Document section:
^^^^^^^^^^^^^^^^
Where are we in history?

When you read the title of this post, you might be thinking, “I’ll tell you where we are, we’re right now. We’re at 2010 of course.

But what I mean is: what is unique about our historical era compared to others? Anything? This is a massive question, but one scrap of evidence is our casual and derogatory use of words like “gay” “homo” and “fag.”

Movies, TV shows and daily conversations often use these words as if they are just another expletive like “damn” or a humorous way to poke fun at someone. But one wonders, if these words are discriminatory, then why are they not just of a piece with racial slurs that are now much more out of fashion. Will more advanced cultures look back on our popular culture as crass and thoroughly marginalizing to a group of people. Well, of course they will look back at our pop culture as crass, but only because all pop culture is crass. Will they see these words though as we see racial epithets?
^^^^^^^^^^^^^^^^
[Spatial localization data]
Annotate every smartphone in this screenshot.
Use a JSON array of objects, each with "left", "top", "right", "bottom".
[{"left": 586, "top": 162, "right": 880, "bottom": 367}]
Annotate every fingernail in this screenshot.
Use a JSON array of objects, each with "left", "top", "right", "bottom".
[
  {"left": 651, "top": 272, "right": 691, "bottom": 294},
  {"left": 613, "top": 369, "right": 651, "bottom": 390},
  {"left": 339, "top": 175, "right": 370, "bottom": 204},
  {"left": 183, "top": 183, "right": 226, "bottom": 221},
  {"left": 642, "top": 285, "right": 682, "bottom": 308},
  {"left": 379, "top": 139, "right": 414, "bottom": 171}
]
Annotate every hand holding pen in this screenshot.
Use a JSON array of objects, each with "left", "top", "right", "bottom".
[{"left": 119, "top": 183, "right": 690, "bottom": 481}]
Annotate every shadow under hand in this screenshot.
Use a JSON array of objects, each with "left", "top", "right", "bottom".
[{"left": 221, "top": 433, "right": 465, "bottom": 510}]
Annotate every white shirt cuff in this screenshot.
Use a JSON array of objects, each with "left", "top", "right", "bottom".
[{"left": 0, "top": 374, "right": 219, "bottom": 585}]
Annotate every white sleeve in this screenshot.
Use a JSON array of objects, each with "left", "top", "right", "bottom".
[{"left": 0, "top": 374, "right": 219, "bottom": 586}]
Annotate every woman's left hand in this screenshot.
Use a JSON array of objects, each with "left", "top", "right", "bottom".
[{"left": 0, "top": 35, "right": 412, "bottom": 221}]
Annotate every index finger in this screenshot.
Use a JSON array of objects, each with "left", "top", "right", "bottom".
^^^^^^^^^^^^^^^^
Problem to solve:
Answer these questions about the post on where we are in history:
(a) What year does the post name as the present?
(b) What expletive does the post compare these words to?
(c) According to the post, why will future cultures see our pop culture as crass?

Finished task:
(a) 2010
(b) "Damn"
(c) Because all pop culture is crass.